> **What the exercise asks**: Reproduce every one of the rows below verbatim, keeping each character, line break, and coordinate unchanged.
^^^^^^^^^^^^^^^^
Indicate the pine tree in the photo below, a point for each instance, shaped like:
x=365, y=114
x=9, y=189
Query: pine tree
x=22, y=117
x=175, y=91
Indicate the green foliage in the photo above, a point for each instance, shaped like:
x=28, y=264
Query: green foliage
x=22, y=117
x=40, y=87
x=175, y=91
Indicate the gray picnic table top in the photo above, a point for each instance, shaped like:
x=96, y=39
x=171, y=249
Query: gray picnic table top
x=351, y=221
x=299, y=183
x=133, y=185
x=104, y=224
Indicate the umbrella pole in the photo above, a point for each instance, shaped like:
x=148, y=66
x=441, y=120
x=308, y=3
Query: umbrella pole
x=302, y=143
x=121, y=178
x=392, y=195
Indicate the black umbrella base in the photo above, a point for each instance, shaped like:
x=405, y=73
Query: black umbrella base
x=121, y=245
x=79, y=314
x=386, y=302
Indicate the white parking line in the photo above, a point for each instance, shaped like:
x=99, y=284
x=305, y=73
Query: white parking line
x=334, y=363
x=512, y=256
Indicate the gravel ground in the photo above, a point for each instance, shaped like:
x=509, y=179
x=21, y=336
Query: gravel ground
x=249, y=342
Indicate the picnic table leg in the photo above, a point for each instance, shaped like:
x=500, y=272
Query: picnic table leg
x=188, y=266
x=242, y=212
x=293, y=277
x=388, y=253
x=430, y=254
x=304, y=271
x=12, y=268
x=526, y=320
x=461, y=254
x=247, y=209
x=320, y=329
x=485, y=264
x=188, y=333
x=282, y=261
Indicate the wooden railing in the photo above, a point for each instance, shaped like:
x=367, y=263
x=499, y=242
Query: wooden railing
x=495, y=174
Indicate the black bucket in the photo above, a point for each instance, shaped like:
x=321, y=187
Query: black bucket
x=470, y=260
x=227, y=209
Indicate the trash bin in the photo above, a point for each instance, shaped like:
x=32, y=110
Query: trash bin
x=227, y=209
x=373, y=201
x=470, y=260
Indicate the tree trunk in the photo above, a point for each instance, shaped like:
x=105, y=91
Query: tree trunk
^^^^^^^^^^^^^^^^
> **Written solution**:
Indicate the pine tree in the photo below, a point for each instance, shaped like:
x=365, y=114
x=9, y=189
Query: pine tree
x=22, y=117
x=175, y=91
Indicate the green foliage in the photo above, a point for each instance, shaped like:
x=28, y=264
Query: green foliage
x=22, y=117
x=40, y=87
x=175, y=91
Indicate the gray picnic table top in the photo above, a point for each instance, shaped like:
x=96, y=39
x=171, y=249
Query: gray picnic table top
x=351, y=221
x=299, y=183
x=133, y=185
x=104, y=224
Indicate the umbrella pole in the photo above, a point for each instance, shaped like:
x=148, y=66
x=441, y=120
x=308, y=3
Query: umbrella pole
x=302, y=143
x=121, y=178
x=392, y=195
Indicate the black umbrella base in the photo above, a point for each instance, shaped like:
x=405, y=73
Query: black umbrella base
x=121, y=245
x=79, y=314
x=386, y=302
Indicate the white parking line in the photo above, a point for each instance, shaped like:
x=99, y=284
x=305, y=73
Query: white parking line
x=334, y=363
x=512, y=256
Indicate the gravel ground in the photo above, a point for each instance, shaped like:
x=509, y=179
x=21, y=336
Query: gravel ground
x=249, y=342
Indicate the picnic table leg in the photo above, a point for each instance, shaped like:
x=500, y=272
Query: picnic table leg
x=188, y=266
x=242, y=212
x=293, y=277
x=388, y=253
x=430, y=254
x=304, y=271
x=12, y=268
x=526, y=320
x=461, y=254
x=247, y=209
x=320, y=329
x=485, y=264
x=188, y=333
x=282, y=261
Indicate the wooden railing in the photo above, a point for each instance, shaped like:
x=367, y=263
x=499, y=242
Query: wooden railing
x=495, y=174
Indicate the black bucket in the photo above, a point for each instance, shaped like:
x=321, y=187
Query: black bucket
x=470, y=260
x=227, y=209
Indicate the trash bin in the photo above, a point for each instance, shaped like:
x=32, y=110
Query: trash bin
x=227, y=209
x=373, y=201
x=470, y=260
Indicate the tree trunk in the photo above, a point for each instance, shaped like:
x=105, y=91
Query: tree trunk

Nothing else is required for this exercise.